:: DATA SUPPLIED ::

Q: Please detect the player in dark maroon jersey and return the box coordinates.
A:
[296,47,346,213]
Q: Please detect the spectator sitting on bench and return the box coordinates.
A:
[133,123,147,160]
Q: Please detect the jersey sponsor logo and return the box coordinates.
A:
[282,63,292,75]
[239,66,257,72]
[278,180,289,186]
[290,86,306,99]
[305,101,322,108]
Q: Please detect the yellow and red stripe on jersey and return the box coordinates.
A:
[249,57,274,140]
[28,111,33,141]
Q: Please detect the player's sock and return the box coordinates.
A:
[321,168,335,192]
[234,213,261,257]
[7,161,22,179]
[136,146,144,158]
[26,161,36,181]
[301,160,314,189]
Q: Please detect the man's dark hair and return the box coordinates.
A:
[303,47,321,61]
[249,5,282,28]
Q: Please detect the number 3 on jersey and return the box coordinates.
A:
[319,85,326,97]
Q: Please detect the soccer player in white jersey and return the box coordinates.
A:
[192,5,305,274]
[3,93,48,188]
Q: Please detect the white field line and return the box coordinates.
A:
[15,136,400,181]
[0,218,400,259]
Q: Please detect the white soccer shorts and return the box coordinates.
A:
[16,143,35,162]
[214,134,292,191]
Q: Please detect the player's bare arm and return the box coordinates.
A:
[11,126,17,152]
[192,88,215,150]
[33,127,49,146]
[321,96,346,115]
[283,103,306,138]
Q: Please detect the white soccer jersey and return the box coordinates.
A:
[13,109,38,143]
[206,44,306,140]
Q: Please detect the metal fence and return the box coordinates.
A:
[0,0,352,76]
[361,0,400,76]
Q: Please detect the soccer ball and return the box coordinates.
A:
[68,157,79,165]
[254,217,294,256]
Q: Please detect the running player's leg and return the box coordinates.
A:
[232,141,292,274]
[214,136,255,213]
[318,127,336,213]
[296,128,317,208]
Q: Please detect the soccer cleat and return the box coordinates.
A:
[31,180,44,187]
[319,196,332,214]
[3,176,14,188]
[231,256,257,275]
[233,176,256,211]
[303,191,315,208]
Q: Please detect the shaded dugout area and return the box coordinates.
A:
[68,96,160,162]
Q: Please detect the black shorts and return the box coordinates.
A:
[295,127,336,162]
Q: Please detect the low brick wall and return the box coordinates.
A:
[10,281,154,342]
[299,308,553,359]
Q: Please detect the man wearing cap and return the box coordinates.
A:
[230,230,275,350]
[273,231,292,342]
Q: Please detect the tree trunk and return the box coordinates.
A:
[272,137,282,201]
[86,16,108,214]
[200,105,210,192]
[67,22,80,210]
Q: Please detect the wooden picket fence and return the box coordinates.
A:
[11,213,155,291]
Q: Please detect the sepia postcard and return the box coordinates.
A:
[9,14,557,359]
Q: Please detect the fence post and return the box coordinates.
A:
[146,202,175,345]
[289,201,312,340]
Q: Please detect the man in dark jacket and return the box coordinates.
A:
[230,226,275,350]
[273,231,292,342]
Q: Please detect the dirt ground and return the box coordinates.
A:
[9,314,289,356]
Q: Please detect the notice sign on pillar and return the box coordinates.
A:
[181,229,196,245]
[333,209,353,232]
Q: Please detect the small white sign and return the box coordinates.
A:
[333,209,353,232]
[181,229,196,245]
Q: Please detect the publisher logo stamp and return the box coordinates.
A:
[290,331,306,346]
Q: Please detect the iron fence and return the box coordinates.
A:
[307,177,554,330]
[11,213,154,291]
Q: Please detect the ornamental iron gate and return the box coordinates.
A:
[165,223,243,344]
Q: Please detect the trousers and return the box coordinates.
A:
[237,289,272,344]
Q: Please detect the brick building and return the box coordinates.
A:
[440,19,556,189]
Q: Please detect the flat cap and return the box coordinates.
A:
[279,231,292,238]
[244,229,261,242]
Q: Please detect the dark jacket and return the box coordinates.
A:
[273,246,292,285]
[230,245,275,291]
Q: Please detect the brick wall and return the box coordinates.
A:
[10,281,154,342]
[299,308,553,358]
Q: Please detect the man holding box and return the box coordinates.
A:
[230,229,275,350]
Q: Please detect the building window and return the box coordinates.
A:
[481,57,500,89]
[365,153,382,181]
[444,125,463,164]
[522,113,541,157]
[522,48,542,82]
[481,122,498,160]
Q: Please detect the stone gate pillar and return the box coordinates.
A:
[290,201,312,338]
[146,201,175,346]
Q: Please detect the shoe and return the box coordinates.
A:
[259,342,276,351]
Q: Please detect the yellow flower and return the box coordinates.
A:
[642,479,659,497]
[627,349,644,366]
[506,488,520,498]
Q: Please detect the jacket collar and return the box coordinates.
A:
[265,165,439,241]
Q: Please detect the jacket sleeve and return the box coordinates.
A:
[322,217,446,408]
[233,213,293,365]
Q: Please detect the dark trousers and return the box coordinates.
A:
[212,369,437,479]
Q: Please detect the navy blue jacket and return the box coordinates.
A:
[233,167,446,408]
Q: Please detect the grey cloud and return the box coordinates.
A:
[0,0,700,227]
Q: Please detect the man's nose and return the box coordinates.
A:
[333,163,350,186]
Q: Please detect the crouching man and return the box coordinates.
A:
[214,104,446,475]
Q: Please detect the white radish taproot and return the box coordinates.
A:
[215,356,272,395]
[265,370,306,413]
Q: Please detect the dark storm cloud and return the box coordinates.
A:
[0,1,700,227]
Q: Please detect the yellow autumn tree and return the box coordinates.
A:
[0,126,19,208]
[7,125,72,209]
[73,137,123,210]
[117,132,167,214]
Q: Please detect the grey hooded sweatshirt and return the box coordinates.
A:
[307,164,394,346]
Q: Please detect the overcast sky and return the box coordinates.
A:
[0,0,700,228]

:::

• REQUIREMENT:
Output every one of these lines above unchanged.

• SOLUTION FOR THIS TASK:
Q: Please detect the player in dark maroon jersey and return the box coordinates.
A:
[296,47,346,213]
Q: Please detect the spectator sitting on bench and return the box coordinates.
A:
[133,123,147,160]
Q: Please detect the jersey sponsor logo and return the box coordinates.
A:
[282,63,292,75]
[239,66,257,72]
[278,180,289,186]
[290,86,306,99]
[305,101,322,108]
Q: Please detect the yellow and red stripe on jersey and return the box coordinates.
A:
[249,57,274,140]
[28,111,33,141]
Q: Please detect the player's sock and return the box coordinates.
A:
[321,168,335,192]
[234,213,261,257]
[7,161,22,179]
[136,146,144,158]
[26,161,36,181]
[301,160,314,189]
Q: Please detect the man's dark hair and return the box coordinates.
A:
[303,47,321,61]
[249,5,282,28]
Q: Please detect the number 3 on jersey and return the box coordinates.
A:
[319,85,326,97]
Q: Please detect the soccer player in white jersey and return the box coordinates.
A:
[192,5,305,274]
[3,93,48,188]
Q: Please detect the white field line and return the box coordinates.
A:
[15,136,400,181]
[0,218,400,259]
Q: Please detect the white soccer shorts and return the box coordinates.
A:
[16,143,35,162]
[214,134,292,191]
Q: Please detect the player's bare arm and return the box coordinates.
A:
[11,126,17,152]
[192,88,215,150]
[33,127,49,146]
[321,96,346,115]
[283,103,306,138]
Q: Please detect the white soccer jersey and return the box coordinates.
A:
[13,109,38,143]
[206,44,306,140]
Q: Please detect the metal fence and return the box coordinates.
A:
[0,0,352,76]
[361,0,400,76]
Q: Please detect the soccer ball and return the box coordinates.
A:
[68,157,79,165]
[254,217,294,256]
Q: Please detect the running player's leg and return the box coordinates.
A:
[232,141,292,274]
[214,136,255,213]
[318,127,336,213]
[296,128,317,208]
Q: Please detect the soccer cleat and return the box coordinates.
A:
[31,180,44,187]
[319,196,332,214]
[3,176,14,188]
[231,256,257,275]
[233,176,256,211]
[303,191,315,208]
Q: Please detect the shaded dugout area and return the box coordinates.
A:
[68,96,160,162]
Q: Please detect the black shorts and return the box coordinates.
A:
[295,127,336,162]
Q: Please detect the low brick wall and return the box coordinates.
A:
[10,281,154,342]
[299,308,553,359]
Q: Please detect the man wearing cap and return the box coordinates.
A:
[230,230,275,350]
[273,231,292,342]
Q: Please detect the tree trunk and return the box coordinates.
A:
[272,137,282,201]
[86,16,108,214]
[200,105,210,192]
[67,22,80,210]
Q: Please detect the wooden picket fence and return the box coordinates.
A:
[11,213,155,291]
Q: Please detect the sepia postcard and return the box coordinates.
A:
[9,14,557,359]
Q: Please detect the fence post and return the box coordinates.
A:
[146,202,175,345]
[289,201,312,340]
Q: Please detect the man in dark jacket and return the box coordinates.
A:
[230,226,275,350]
[273,231,292,342]
Q: Please detect the dirt ground and return the box coordinates.
A:
[9,314,289,356]
Q: Please detect the notice sign on pillar and return the box coordinates.
A:
[181,229,196,245]
[333,209,353,232]
Q: Please detect the small white sign and return the box coordinates.
A:
[333,209,353,232]
[181,229,196,245]
Q: Please detect the publisher logo stamp and return the box coordinates.
A:
[290,331,306,346]
Q: Please detect the iron fence and return the box coordinates.
A:
[307,177,554,330]
[11,213,154,291]
Q: Please detect the ornamental iron gate and return the box coordinates.
A:
[165,223,243,344]
Q: Please detect the trousers and return the box coordinates.
A:
[237,289,272,344]
Q: Please detect the brick building and return the box coordinates.
A:
[440,19,556,189]
Q: Please detect the flat cap and return the box coordinates.
A:
[279,231,292,238]
[244,229,261,242]
Q: Please detect the dark jacket and return the box coordinates.
A:
[273,246,292,285]
[230,245,275,291]
Q: Please detect the brick wall and return the box coordinates.
A:
[10,281,154,342]
[299,308,553,358]
Q: Please detect the man holding box and return the box coordinates.
A:
[230,229,275,350]
Q: Please detect the building window and return the box coordinates.
A:
[481,57,500,89]
[365,153,382,181]
[444,125,463,164]
[522,113,541,157]
[522,48,542,82]
[481,122,498,160]
Q: Please detect the stone gate pillar and return the box coordinates.
A:
[290,201,312,338]
[146,201,175,346]
Q: Please detect the shoe and return the box coordinates.
A:
[259,342,276,351]
Q: Please detect the yellow flower and return the box coordinates.
A:
[642,479,659,497]
[627,349,644,366]
[506,488,520,498]
Q: Please detect the jacket collar and return the box coordinates.
A:
[265,165,439,241]
Q: Please detect the jacket sleeve and return the box coordinates.
A:
[322,217,446,408]
[233,213,293,365]
Q: Please detect the dark trousers and return the box coordinates.
A:
[212,369,437,479]
Q: Please detect the navy blue jacket and return the box coordinates.
A:
[233,167,446,408]
Q: Please detect the grey cloud and return the box coordinates.
A:
[0,0,700,227]
Q: Please detect the man's nose and return the box coordinates.
A:
[333,163,350,186]
Q: Please detect the crouching man and return the box coordinates.
A:
[214,104,446,475]
Q: Please detect the white radish taproot and return the box coordinates.
A:
[215,356,272,395]
[265,370,306,413]
Q: Please detect the dark storm cloud and return the box coordinates.
A:
[0,1,700,227]
Q: Please detect the yellow autumn tree and return the box coordinates.
A:
[0,126,19,208]
[7,125,72,209]
[73,137,123,210]
[117,132,167,214]
Q: Please detect the grey hooded sweatshirt and return the box coordinates.
A:
[307,164,394,346]
Q: Please detect the overcast sky and return the box coordinates.
A:
[0,0,700,228]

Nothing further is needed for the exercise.